Write out every line from the one containing "Reviewer note: every instance of the green hedge" through the end of the material, shifting each coordinate in the answers by adding 62 to both of its numbers and leaving all other lines as they are.
----- EXTRACTED INFORMATION -----
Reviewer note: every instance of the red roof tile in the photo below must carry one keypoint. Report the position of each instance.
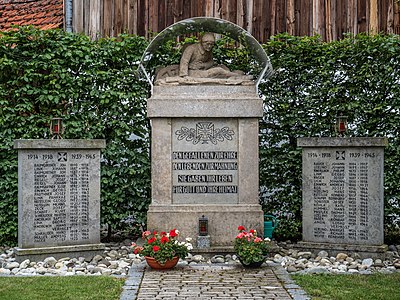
(44, 14)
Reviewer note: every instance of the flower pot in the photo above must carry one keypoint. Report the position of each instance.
(252, 265)
(169, 264)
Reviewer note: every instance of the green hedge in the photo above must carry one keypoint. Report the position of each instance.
(95, 86)
(313, 82)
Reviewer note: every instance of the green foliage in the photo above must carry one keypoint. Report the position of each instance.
(163, 246)
(249, 247)
(313, 81)
(60, 287)
(342, 287)
(95, 88)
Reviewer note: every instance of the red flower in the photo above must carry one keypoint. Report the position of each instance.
(138, 250)
(173, 233)
(152, 240)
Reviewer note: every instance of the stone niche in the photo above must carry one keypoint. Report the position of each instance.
(343, 205)
(58, 198)
(205, 160)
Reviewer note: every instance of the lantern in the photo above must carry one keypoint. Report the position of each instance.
(341, 124)
(56, 128)
(203, 226)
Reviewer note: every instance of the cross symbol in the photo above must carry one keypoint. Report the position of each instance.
(340, 155)
(62, 156)
(204, 131)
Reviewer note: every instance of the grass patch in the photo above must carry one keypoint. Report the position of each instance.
(354, 287)
(61, 287)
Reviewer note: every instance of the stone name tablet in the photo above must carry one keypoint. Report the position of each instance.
(205, 161)
(343, 190)
(59, 193)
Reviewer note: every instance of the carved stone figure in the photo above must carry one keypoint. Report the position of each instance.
(198, 67)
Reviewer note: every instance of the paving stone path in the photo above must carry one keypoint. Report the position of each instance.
(216, 281)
-----
— WRITTEN RESPONSE —
Reviewer note: every instance of the green hedge in the photo above must carry one keypoint. Report the position of each instance.
(157, 148)
(375, 144)
Reviewer note: every instance of the green foliage in the photo above must carry one keypoint. Report the position of each instance.
(225, 308)
(311, 309)
(375, 143)
(122, 349)
(404, 349)
(157, 150)
Reviewer note: every instance of the red flower in the photo above must carry one keypoint. Report the position of each instance.
(200, 312)
(235, 295)
(214, 302)
Reviewer note: every instance of the stone niche in the photo above must carry one keypoint. Report the position of each instance.
(405, 267)
(120, 260)
(267, 222)
Reviewer note: every instance of the lantern in the photo above must carry one keypoint. Report the position of each instance.
(403, 186)
(118, 190)
(265, 288)
Reviewer note: every instance of the cross symbol in the photo above must carry one keypoint. Report the position of each instance.
(402, 217)
(124, 218)
(266, 193)
Reviewer note: every instance of the grass patch in the photo above must carry one keypoint. Report the position of each instance.
(416, 349)
(123, 349)
Reviewer note: every instance of the stone name tablet in the photo above must carry one keypoint. Report the position of each instance.
(267, 223)
(405, 252)
(121, 255)
Reviewer note: every instance of the carved stone figure in the photo above must carry one keypoint. Report the position of each instance.
(260, 129)
Reviewer note: every instance of the paving stone path in the photo above must carry one keypoint. Report the position of each instance.
(278, 343)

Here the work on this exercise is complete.